### [Exercise goal]
Copy the offline-first mobile apps text from "Open-Closed Software Model" to "that we have.", swapping "functionality" for "behavior".

### [Document extract]

The Sorrows of Offline-First Mobile Apps

Open-Closed Software Model

Bertrand Meyer the inventor of the Eiffel programming language is a massive supporter of the open-closed model of software development. Once released, code is closed to modification and open to extension. If you want different functionality, you extend an existing class, perhaps create a sibling of the class you want to modify and make it do what you want.

That always sounds great but my experience is that with the best will in the world, most software gets to the point where it needs fairly major rework, this will not be in the form of the mythical "rewrite" that we all pine for and we are not planning on keeping the old classes around so we do what we should not do, we modify the code that we have.

It's OK To Modify Software If...

Actually I think this is OK if we have a definition of software at two levels. There is the architectural level, which defines top level program flows and use cases and then there is the detail level that dictates what happens in the fine detail. So the structural level might dictate an authentication sequence whereas the detail level says how this data is presented to the user. Clearly, making changes that only affect details is less likely to cause bugs. For a start, with encapsulation, the effect of a single method change should be very small. Also, clearly, making changes that affect the structure are much more likely to cause bugs. A recent article I read talked about how often we throw a method call in somewhere that works the first time but then we restructure something slightly, miss the badly placed method call and cause a bug.

The PixelPin App

Anyway, we have an app at PixelPin that started life as a fairly simple beast that did two main things. You either logged in directly to the app or you could log into a 3rd-party app using the PixelPin app, which did slightly different things to ensure the trust relationship was intact. Both of these flows became calls to a web service and it all pretty much did what it needed to.

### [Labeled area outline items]
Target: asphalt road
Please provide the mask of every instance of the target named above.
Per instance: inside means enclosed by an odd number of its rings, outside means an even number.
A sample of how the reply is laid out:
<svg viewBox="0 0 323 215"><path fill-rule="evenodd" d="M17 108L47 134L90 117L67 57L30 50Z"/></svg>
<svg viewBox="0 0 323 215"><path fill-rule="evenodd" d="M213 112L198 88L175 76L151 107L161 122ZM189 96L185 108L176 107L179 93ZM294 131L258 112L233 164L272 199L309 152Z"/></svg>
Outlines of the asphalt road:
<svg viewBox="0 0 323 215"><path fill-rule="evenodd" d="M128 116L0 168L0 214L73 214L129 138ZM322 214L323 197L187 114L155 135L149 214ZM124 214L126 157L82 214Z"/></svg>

### [Task response]
Open-Closed Software Model

Bertrand Meyer the inventor of the Eiffel programming language is a massive supporter of the open-closed model of software development. Once released, code is closed to modification and open to extension. If you want different behavior, you extend an existing class, perhaps create a sibling of the class you want to modify and make it do what you want.

That always sounds great but my experience is that with the best will in the world, most software gets to the point where it needs fairly major rework, this will not be in the form of the mythical "rewrite" that we all pine for and we are not planning on keeping the old classes around so we do what we should not do, we modify the code that we have.